WORK REQUIRED: Gather every line in the records below that contains the string "shoreline", copying each one in full. Case counts.

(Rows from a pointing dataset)
•••
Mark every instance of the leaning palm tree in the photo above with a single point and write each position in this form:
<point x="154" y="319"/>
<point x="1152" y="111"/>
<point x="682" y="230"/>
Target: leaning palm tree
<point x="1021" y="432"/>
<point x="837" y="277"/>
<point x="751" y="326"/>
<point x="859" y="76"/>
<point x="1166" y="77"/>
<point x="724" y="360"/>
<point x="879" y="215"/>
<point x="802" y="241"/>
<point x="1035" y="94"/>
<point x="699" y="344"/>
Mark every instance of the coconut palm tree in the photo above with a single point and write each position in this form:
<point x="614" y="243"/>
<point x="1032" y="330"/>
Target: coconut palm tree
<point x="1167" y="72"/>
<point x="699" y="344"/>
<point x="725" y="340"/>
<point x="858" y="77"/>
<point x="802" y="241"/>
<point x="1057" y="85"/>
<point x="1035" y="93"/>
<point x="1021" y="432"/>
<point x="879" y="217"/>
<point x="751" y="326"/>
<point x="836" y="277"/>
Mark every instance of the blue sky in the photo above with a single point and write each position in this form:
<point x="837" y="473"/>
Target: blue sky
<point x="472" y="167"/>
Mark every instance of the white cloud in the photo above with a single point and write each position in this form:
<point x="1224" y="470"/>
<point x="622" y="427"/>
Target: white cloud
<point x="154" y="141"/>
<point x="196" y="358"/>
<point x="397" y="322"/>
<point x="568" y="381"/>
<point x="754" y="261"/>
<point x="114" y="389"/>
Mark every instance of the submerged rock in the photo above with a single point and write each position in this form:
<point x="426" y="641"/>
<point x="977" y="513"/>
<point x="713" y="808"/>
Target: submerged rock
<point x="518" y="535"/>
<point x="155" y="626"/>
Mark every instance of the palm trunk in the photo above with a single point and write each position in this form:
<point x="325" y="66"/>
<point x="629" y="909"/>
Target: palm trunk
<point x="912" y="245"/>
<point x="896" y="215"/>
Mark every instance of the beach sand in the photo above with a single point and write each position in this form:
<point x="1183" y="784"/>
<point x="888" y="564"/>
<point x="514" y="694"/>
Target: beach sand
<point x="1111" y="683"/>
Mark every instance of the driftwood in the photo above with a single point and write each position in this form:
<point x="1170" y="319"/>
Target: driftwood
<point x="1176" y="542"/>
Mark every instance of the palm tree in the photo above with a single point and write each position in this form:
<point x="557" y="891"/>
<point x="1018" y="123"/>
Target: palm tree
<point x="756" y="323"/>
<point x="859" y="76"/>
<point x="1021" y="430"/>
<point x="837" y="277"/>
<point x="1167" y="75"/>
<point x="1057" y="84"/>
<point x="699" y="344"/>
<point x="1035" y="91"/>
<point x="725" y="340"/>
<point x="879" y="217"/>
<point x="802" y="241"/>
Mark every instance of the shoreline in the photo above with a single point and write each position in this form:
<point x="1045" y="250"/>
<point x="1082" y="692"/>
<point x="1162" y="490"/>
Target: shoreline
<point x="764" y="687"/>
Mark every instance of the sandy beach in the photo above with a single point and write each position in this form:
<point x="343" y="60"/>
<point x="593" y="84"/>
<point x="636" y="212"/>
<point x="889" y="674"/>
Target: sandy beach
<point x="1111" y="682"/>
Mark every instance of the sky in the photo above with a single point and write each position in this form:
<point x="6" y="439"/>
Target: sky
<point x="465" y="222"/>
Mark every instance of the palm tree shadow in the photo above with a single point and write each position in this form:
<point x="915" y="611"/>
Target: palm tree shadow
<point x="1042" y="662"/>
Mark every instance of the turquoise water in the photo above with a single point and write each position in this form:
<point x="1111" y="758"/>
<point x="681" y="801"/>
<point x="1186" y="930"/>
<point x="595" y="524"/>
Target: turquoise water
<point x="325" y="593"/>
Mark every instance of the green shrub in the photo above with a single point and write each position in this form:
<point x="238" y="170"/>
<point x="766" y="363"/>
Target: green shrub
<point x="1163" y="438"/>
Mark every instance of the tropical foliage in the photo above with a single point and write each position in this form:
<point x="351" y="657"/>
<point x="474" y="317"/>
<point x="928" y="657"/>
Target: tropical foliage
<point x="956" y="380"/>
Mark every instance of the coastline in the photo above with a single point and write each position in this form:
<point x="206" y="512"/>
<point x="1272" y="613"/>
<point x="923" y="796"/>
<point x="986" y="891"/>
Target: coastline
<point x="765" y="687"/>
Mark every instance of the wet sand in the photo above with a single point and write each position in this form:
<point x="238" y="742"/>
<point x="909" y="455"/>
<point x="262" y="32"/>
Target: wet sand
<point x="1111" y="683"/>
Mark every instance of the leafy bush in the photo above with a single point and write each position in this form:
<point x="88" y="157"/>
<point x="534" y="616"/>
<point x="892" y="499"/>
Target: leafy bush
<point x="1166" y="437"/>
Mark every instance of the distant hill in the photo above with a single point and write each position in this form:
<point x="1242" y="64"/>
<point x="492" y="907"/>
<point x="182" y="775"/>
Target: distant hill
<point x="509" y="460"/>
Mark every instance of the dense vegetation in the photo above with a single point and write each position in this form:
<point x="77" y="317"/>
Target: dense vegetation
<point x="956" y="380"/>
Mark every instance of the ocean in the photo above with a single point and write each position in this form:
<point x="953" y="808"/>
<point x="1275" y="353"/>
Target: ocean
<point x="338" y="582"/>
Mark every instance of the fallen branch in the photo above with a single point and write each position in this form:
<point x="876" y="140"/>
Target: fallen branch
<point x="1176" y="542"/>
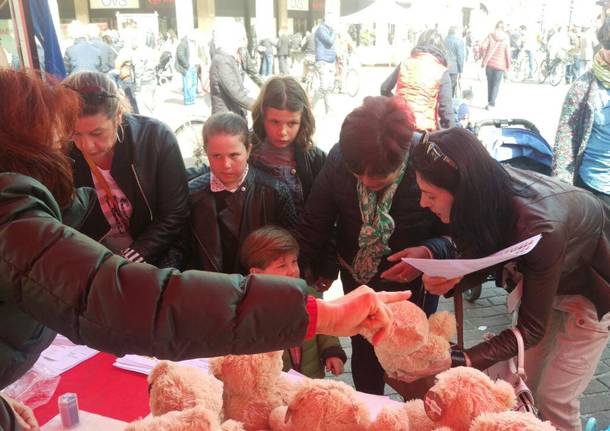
•••
COMPLETED TASK:
Mark every instance of the shoreline in the photo above with a single point and write each position in this form:
Target: shoreline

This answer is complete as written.